# Exercise task:
Copy the following lines without any change, everything from the line containing "segment the plastic storage bin" down to the line containing "10L21 35L7 48L21", with both of those lines included.

Items stored from a collection:
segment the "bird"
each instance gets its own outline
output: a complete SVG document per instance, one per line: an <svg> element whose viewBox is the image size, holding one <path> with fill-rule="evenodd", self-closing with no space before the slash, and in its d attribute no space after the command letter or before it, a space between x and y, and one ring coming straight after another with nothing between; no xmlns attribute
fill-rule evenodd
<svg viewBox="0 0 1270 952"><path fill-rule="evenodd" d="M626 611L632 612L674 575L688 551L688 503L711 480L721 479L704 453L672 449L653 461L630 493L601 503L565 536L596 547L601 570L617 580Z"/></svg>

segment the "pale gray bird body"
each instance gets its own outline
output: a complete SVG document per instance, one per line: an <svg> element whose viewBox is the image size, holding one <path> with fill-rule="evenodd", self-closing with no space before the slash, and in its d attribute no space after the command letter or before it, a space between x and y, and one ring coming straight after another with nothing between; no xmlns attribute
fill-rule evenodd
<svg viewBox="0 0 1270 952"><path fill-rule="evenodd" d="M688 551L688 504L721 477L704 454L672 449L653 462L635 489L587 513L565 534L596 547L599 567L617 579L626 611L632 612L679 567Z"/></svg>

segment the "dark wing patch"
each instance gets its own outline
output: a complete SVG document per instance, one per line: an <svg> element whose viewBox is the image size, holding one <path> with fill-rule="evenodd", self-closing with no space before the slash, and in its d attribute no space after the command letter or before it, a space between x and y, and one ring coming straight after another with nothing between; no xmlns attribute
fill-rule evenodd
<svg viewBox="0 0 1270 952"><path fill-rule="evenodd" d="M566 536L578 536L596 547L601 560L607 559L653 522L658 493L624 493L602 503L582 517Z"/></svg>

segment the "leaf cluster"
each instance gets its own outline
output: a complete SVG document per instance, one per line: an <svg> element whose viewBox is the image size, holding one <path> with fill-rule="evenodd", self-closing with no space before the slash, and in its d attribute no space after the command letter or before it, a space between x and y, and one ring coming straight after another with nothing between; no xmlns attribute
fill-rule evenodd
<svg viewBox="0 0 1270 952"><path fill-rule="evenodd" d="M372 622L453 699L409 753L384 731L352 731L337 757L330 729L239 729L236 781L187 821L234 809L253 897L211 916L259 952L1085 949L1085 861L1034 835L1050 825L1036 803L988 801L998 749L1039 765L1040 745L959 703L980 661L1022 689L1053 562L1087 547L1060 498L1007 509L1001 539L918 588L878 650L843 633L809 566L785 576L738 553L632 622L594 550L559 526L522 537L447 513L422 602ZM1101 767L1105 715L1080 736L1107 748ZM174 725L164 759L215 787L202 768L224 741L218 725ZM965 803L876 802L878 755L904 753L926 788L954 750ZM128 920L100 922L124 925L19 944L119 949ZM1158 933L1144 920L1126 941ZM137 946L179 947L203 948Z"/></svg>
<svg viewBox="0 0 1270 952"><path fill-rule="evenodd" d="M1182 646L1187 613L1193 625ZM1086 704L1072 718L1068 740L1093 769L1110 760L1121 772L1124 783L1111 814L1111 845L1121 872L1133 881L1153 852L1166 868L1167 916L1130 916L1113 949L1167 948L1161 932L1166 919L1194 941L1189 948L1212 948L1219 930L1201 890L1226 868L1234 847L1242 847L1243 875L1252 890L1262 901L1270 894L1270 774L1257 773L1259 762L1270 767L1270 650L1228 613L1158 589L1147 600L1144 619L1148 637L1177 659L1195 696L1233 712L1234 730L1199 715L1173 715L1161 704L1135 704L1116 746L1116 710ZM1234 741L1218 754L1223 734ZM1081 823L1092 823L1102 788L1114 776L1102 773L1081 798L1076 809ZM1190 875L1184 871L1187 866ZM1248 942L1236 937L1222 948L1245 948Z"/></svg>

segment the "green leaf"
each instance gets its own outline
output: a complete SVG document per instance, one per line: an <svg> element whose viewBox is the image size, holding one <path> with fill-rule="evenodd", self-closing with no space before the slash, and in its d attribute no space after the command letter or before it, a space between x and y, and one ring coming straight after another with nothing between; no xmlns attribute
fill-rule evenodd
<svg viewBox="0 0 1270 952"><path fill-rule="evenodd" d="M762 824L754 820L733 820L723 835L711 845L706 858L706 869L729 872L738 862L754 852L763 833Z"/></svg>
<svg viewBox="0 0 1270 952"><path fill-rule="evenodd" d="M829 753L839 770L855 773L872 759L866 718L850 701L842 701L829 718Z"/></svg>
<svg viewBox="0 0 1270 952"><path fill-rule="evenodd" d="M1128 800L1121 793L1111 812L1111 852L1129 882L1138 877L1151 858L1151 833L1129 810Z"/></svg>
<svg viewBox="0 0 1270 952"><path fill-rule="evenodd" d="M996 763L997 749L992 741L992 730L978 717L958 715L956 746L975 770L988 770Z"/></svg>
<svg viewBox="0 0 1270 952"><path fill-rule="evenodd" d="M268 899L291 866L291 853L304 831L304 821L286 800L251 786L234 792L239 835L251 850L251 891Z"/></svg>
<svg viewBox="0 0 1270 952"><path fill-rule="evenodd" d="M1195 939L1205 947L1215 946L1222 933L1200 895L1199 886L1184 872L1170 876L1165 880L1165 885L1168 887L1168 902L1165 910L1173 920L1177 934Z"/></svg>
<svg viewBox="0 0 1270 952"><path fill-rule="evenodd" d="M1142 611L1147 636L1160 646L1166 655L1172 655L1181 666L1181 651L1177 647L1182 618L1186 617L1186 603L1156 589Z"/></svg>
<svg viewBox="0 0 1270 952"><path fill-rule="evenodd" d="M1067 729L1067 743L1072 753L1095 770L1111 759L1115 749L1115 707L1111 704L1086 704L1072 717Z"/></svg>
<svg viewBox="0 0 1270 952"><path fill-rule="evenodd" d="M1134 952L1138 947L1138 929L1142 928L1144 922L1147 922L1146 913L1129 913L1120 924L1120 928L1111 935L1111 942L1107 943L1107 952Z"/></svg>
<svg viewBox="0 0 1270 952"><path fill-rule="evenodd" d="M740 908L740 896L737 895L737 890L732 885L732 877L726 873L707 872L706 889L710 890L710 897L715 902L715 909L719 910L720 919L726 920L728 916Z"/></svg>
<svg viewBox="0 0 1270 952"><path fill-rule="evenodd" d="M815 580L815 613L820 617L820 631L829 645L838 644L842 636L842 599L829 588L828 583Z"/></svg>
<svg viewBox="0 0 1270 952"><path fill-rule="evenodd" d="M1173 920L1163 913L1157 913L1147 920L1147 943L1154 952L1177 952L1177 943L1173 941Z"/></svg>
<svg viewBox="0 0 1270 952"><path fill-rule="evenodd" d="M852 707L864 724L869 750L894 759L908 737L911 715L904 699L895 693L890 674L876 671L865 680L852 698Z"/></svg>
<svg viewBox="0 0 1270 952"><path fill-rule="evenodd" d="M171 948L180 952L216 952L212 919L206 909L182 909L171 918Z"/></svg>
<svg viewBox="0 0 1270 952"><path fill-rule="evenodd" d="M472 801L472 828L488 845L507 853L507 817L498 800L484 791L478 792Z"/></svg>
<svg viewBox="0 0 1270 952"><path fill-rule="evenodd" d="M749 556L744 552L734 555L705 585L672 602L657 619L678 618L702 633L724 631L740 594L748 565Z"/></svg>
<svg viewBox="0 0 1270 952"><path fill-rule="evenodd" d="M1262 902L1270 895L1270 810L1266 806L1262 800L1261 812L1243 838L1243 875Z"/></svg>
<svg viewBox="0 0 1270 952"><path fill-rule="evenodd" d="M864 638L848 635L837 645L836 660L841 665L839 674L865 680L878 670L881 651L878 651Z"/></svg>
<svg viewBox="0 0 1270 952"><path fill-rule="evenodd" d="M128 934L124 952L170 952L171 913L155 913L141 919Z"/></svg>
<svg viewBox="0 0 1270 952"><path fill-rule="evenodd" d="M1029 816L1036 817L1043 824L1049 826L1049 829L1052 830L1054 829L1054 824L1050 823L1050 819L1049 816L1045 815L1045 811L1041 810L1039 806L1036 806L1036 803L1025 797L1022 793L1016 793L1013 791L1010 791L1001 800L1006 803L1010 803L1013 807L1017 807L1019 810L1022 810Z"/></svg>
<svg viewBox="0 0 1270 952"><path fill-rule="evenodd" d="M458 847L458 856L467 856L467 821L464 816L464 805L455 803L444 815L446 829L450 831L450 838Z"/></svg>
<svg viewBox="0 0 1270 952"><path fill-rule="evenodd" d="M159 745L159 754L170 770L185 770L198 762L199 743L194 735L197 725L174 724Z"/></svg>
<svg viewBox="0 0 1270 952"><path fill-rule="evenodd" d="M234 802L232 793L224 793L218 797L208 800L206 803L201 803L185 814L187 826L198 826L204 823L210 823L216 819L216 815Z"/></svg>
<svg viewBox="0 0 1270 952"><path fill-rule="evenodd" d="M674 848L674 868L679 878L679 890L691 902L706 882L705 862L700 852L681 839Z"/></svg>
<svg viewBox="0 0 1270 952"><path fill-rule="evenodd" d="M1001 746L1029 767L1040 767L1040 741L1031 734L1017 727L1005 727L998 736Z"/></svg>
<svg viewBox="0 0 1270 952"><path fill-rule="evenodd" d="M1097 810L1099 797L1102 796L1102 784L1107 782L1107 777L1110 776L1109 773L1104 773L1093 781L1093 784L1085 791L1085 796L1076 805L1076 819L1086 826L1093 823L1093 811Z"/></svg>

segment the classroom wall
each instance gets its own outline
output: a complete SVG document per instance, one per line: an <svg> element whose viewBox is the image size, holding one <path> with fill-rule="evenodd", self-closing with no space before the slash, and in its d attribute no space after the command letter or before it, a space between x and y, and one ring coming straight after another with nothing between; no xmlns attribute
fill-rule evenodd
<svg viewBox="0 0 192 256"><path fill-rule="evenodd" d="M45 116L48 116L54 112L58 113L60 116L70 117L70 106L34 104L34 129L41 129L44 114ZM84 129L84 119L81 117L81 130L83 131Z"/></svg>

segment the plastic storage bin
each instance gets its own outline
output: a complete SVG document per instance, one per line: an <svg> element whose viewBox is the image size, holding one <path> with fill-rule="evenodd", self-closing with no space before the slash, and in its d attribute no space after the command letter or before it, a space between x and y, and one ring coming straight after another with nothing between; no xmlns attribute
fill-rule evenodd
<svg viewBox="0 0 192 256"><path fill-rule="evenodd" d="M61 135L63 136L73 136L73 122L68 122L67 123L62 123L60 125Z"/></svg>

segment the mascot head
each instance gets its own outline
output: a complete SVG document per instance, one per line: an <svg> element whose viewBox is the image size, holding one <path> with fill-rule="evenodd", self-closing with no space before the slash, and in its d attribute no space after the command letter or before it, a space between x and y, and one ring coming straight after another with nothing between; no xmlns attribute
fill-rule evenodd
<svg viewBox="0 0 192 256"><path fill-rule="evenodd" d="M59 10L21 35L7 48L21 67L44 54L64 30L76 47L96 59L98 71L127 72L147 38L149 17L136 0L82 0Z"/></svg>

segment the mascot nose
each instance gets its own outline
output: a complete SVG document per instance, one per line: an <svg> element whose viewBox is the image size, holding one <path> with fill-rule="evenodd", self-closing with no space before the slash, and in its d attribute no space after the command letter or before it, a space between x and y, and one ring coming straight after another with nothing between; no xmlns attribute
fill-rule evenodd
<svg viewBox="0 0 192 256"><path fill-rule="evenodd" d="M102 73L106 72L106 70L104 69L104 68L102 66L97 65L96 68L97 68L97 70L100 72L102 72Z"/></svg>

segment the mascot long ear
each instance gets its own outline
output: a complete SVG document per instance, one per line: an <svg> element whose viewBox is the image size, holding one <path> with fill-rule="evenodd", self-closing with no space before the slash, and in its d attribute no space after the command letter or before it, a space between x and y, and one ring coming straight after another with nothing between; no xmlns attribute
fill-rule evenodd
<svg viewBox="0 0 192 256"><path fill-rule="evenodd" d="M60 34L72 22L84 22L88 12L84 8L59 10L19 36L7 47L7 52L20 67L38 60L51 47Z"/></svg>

# Answer:
segment the plastic storage bin
each instance gets its own outline
output: a complete SVG document per instance, one per line: an <svg> element whose viewBox is the image size, holding one <path> with fill-rule="evenodd", self-closing with no space before the slash, and in its d attribute no space after the command letter or before it, a space between x and y, and one ring coming straight after another with nothing between; no xmlns attribute
fill-rule evenodd
<svg viewBox="0 0 192 256"><path fill-rule="evenodd" d="M61 135L63 136L73 136L73 122L68 122L67 123L62 123L60 125Z"/></svg>

segment the mascot head
each instance gets its own outline
output: a complete SVG document per instance, one per line: an <svg> element whose viewBox is the image size, holding one <path> with fill-rule="evenodd", self-closing with no space before the slash, and in its d attribute no space after the command letter or before it, a space between x and y, and one ring coming straight after another with nothing between; no xmlns attribute
fill-rule evenodd
<svg viewBox="0 0 192 256"><path fill-rule="evenodd" d="M59 10L21 35L7 48L21 67L44 54L64 30L76 47L96 59L98 71L127 72L147 38L149 17L136 0L82 0Z"/></svg>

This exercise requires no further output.